━━ Data section ━━
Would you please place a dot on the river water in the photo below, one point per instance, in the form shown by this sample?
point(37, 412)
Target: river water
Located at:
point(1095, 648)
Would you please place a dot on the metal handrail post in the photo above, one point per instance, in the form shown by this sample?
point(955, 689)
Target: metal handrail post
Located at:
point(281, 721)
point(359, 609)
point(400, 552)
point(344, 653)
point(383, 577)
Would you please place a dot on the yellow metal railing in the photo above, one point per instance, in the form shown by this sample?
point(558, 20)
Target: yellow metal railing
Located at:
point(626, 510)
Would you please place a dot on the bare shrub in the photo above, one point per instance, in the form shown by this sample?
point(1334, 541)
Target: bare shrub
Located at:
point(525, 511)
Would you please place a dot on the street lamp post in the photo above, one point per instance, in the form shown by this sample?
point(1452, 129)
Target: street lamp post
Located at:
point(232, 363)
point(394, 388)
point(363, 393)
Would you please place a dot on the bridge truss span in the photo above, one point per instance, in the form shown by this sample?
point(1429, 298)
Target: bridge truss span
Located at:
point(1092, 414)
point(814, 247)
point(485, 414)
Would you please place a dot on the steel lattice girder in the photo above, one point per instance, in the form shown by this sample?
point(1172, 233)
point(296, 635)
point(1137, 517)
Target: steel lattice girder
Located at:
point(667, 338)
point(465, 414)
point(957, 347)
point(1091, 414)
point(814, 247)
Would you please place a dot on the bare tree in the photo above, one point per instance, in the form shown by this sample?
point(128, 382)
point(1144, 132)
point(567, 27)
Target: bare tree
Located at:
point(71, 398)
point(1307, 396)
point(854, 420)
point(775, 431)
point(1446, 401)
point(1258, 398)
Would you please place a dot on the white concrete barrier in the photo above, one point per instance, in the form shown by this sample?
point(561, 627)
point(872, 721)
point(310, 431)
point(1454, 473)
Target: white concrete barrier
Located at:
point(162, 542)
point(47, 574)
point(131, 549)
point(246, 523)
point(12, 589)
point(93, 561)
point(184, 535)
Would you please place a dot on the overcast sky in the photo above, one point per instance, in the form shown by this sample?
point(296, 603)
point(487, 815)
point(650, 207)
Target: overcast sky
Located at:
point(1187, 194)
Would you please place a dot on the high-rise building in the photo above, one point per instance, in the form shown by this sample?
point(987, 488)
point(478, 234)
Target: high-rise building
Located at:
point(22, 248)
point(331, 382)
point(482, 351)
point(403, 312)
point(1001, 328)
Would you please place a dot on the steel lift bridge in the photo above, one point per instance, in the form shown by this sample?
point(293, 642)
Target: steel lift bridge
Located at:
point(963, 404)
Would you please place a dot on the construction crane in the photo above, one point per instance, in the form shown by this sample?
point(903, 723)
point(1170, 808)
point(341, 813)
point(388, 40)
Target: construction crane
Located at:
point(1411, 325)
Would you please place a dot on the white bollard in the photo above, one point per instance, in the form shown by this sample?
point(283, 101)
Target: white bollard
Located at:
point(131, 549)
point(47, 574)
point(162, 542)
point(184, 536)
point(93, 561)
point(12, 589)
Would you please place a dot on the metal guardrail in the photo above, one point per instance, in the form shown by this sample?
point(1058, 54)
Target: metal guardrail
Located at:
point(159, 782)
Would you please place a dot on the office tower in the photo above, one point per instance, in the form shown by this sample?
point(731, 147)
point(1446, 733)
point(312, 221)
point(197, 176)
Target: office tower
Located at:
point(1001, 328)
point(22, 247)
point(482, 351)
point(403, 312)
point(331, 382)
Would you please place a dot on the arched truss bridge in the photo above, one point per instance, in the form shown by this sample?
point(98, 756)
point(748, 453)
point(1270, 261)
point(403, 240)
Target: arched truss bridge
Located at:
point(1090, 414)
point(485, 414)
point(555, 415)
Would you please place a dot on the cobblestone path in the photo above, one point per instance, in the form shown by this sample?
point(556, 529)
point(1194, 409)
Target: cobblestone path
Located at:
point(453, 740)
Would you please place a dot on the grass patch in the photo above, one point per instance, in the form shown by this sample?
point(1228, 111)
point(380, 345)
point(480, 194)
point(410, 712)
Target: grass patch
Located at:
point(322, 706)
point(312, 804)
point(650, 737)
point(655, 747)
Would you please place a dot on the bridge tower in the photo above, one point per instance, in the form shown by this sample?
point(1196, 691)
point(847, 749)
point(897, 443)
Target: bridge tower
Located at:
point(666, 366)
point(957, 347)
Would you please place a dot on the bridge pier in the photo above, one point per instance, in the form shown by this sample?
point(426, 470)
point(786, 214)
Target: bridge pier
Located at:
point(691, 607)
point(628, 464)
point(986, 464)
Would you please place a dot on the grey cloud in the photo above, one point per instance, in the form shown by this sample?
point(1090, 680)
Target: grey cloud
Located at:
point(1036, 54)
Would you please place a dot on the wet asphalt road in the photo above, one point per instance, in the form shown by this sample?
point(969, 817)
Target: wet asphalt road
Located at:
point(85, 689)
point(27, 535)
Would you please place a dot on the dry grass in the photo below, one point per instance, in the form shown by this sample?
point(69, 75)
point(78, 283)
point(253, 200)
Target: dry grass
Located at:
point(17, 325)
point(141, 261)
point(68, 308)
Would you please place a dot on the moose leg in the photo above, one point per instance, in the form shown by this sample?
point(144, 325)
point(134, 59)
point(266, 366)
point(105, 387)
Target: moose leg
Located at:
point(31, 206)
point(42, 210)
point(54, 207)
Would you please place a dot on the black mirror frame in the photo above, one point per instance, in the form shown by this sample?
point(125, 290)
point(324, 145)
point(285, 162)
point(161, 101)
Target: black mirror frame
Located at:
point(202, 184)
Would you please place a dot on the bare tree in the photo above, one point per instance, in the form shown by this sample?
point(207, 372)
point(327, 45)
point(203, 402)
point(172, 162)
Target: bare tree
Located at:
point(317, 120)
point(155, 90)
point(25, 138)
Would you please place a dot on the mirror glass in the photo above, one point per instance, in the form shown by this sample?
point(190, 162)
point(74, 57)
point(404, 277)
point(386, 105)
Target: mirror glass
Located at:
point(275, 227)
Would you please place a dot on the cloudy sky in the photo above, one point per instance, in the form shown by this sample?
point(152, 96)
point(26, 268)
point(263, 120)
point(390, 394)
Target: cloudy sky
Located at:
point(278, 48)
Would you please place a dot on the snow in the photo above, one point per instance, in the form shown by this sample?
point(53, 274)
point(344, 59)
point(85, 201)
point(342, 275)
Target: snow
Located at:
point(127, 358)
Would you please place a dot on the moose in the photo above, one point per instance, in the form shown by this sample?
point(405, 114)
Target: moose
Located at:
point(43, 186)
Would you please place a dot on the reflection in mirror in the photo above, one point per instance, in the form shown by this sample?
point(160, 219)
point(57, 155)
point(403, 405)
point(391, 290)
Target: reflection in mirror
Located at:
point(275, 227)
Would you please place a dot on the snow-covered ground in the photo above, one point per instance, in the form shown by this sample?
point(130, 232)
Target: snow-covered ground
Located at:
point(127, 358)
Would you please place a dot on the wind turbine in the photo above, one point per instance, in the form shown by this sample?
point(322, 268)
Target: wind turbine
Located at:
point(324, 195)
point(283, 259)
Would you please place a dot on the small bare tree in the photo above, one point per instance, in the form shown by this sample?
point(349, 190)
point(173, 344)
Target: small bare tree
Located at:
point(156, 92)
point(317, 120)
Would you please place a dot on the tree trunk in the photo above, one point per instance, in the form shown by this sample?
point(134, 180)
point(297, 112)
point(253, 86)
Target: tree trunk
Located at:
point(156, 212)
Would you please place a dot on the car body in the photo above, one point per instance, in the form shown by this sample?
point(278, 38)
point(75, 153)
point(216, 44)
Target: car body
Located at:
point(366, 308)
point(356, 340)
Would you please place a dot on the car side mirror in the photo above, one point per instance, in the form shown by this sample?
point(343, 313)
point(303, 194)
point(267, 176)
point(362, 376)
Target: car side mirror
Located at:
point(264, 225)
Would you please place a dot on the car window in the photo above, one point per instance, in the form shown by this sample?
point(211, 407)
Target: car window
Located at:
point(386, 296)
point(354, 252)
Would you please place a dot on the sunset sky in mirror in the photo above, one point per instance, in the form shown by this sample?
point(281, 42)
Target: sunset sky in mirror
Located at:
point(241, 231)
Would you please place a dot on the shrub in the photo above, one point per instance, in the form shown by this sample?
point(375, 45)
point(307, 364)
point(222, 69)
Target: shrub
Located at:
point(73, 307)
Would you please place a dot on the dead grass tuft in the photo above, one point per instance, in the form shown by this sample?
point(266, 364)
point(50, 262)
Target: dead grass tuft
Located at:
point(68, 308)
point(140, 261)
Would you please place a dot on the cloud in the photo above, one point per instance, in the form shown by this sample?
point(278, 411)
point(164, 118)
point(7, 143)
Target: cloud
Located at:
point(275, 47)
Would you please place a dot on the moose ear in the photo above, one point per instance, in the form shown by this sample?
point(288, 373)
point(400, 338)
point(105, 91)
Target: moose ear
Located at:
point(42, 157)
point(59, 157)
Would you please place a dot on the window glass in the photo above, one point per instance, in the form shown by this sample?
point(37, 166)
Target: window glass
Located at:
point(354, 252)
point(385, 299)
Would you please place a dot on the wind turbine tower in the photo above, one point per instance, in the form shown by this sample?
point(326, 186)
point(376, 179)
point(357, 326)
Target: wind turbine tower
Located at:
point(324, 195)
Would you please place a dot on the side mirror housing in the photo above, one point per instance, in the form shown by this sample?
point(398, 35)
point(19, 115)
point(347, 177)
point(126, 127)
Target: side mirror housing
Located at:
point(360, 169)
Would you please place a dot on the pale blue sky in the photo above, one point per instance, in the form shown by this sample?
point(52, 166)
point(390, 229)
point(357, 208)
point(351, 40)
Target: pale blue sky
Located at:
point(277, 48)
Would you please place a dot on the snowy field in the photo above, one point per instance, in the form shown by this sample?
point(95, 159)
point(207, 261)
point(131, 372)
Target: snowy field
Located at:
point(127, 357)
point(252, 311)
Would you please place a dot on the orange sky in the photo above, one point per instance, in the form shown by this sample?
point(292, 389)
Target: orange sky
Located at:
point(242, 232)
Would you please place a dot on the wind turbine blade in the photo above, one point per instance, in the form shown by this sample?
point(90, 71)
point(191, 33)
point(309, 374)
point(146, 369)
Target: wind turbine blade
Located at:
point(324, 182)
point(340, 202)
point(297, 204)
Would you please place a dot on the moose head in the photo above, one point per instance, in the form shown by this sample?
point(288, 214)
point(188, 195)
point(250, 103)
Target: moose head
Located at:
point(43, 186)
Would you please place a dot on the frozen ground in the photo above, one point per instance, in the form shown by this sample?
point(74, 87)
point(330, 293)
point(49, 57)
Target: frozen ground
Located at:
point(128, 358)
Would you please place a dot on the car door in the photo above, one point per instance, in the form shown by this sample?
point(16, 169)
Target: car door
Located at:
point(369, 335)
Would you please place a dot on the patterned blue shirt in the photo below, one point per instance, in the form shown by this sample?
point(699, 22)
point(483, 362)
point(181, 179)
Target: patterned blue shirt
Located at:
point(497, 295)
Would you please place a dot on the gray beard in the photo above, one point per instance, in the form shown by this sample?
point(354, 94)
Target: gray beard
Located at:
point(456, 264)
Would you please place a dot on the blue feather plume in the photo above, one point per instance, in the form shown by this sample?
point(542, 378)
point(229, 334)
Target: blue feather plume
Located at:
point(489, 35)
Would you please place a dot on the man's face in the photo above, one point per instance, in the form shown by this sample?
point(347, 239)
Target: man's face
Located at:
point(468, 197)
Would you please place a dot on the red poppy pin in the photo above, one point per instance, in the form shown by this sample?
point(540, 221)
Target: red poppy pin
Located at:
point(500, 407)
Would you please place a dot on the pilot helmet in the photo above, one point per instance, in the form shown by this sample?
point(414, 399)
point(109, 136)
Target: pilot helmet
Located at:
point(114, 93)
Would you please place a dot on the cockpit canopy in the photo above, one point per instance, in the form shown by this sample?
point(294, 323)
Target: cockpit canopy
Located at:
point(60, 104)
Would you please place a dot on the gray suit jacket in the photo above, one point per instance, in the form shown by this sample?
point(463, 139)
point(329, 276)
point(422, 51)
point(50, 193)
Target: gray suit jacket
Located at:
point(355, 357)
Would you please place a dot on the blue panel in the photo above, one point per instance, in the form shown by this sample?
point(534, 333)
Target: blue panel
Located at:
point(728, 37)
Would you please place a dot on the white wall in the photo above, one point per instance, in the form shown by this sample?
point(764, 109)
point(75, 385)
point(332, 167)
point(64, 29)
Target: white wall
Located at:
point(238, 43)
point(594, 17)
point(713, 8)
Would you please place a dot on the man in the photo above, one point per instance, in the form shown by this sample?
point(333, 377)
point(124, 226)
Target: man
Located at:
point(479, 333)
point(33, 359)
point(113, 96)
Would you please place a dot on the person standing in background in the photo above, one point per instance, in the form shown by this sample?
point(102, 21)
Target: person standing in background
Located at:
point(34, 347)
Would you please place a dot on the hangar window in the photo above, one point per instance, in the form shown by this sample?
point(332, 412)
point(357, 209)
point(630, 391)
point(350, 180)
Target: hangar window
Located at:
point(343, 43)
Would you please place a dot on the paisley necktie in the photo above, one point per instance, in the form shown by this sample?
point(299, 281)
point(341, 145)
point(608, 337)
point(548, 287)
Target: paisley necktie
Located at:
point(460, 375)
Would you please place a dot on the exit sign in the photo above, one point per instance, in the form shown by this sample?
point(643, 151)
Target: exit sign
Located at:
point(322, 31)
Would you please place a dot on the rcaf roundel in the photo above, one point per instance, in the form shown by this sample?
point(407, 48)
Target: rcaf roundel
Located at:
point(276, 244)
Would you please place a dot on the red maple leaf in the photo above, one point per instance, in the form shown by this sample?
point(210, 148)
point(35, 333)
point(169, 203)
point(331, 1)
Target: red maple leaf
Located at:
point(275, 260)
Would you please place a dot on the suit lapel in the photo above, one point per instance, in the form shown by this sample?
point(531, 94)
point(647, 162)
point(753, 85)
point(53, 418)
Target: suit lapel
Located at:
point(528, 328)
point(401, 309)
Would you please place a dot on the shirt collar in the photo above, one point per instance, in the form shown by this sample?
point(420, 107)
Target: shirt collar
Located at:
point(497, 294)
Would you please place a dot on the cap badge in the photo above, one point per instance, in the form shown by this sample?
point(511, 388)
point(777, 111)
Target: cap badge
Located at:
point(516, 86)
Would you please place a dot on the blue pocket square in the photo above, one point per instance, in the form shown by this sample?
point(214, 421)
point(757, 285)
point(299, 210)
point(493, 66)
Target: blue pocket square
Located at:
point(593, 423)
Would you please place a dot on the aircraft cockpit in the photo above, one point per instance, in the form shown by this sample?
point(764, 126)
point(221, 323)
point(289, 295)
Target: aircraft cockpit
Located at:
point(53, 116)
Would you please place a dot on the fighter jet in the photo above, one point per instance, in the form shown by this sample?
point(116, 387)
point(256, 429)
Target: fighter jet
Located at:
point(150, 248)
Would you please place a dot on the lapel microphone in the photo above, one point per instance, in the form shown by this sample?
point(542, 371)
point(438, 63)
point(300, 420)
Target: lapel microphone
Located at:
━━━
* _Goal_
Convert the entries above into a Markdown table with the columns "Row" and "Text". Begin at the line that contains "Would you please place a dot on the person" and stop after the line that contains "point(343, 43)", giving each nonblank line its own numbered row.

* _Written solution_
| Row | Text |
|---|---|
| 1 | Would you please place a dot on the person standing in background in the photo above, one point per instance, in the form shown by this sample? |
| 2 | point(102, 21) |
| 3 | Target: person standing in background |
| 4 | Located at: |
| 5 | point(34, 347) |
| 6 | Would you please place a dot on the hangar window in the photo above, one point per instance, in the form shown by this sample? |
| 7 | point(332, 412) |
| 8 | point(357, 209) |
| 9 | point(630, 391) |
| 10 | point(350, 180) |
| 11 | Target: hangar window |
| 12 | Located at: |
| 13 | point(343, 43) |